▶ _SUPPLIED MATERIAL_
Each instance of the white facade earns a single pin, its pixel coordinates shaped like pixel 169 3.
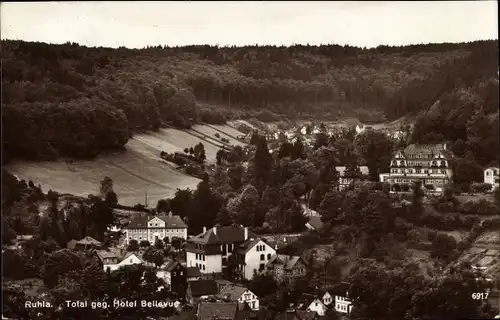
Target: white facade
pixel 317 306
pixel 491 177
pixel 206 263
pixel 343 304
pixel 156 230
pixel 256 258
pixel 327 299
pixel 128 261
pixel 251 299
...
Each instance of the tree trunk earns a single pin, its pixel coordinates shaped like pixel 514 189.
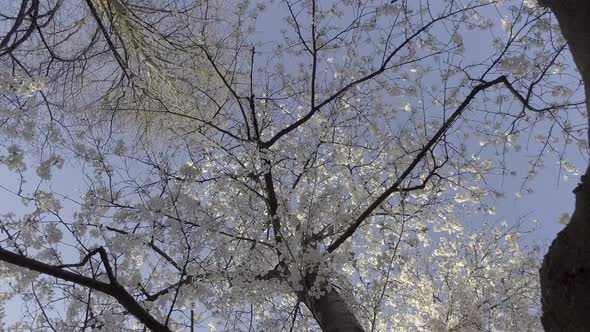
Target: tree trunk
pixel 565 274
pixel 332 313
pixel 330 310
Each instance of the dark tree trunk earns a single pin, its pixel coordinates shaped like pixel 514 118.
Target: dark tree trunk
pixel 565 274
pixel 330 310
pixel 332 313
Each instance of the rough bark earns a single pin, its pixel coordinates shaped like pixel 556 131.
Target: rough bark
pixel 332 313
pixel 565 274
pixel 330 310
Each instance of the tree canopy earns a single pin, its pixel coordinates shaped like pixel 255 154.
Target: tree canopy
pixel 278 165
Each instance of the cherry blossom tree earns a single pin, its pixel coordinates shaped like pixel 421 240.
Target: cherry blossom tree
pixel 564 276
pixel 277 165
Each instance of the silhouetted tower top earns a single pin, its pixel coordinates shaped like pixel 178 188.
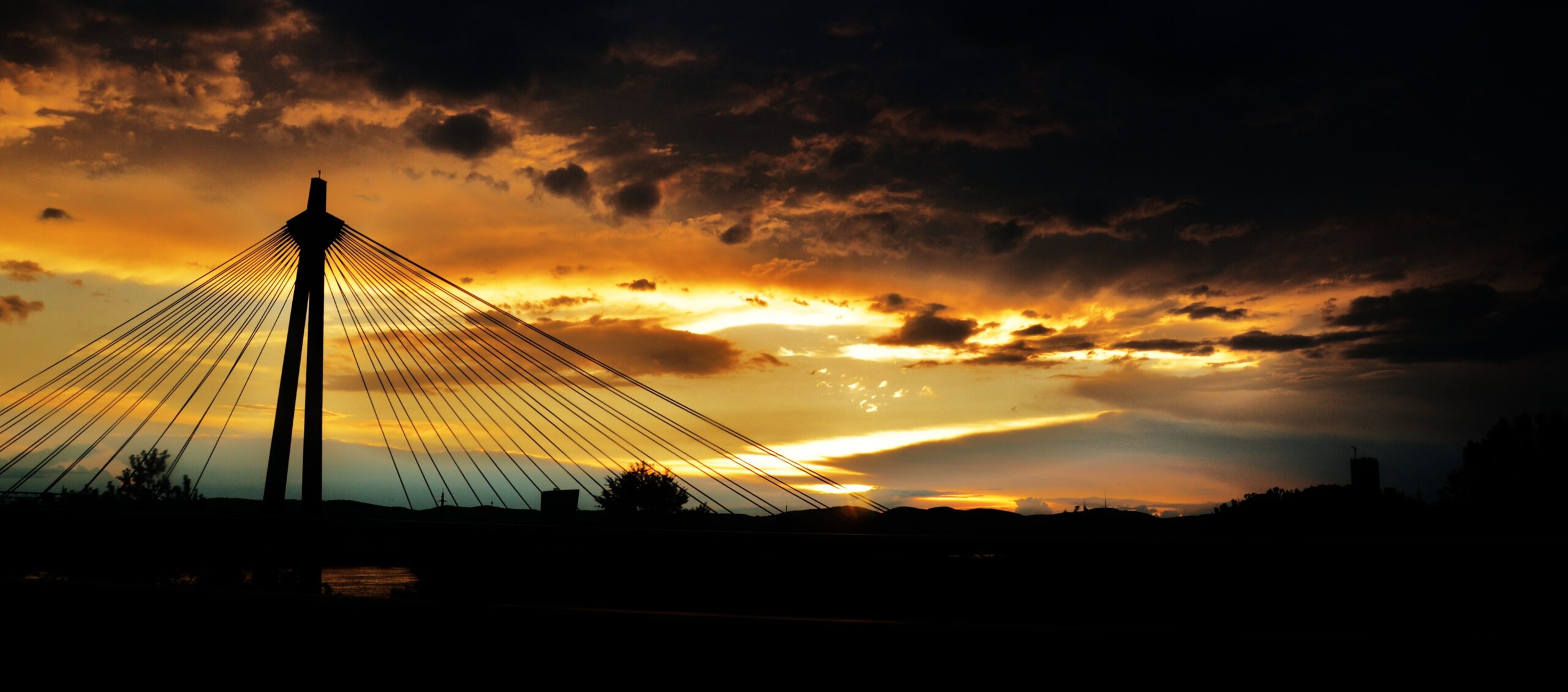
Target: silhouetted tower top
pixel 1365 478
---
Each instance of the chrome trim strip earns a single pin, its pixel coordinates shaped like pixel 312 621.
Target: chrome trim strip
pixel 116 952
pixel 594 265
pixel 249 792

▶ _REQUIREMENTS_
Copy the lines from the records above word for word, starting with the line that contains "Each instance of the chrome" and going on through the line that contains "pixel 249 792".

▶ _SOLUTION TO THE PROBLEM_
Each instance of the chrome trim strip earns a single pin, its pixel coordinates shaped like pixel 312 621.
Target: chrome trim strip
pixel 116 952
pixel 594 265
pixel 249 792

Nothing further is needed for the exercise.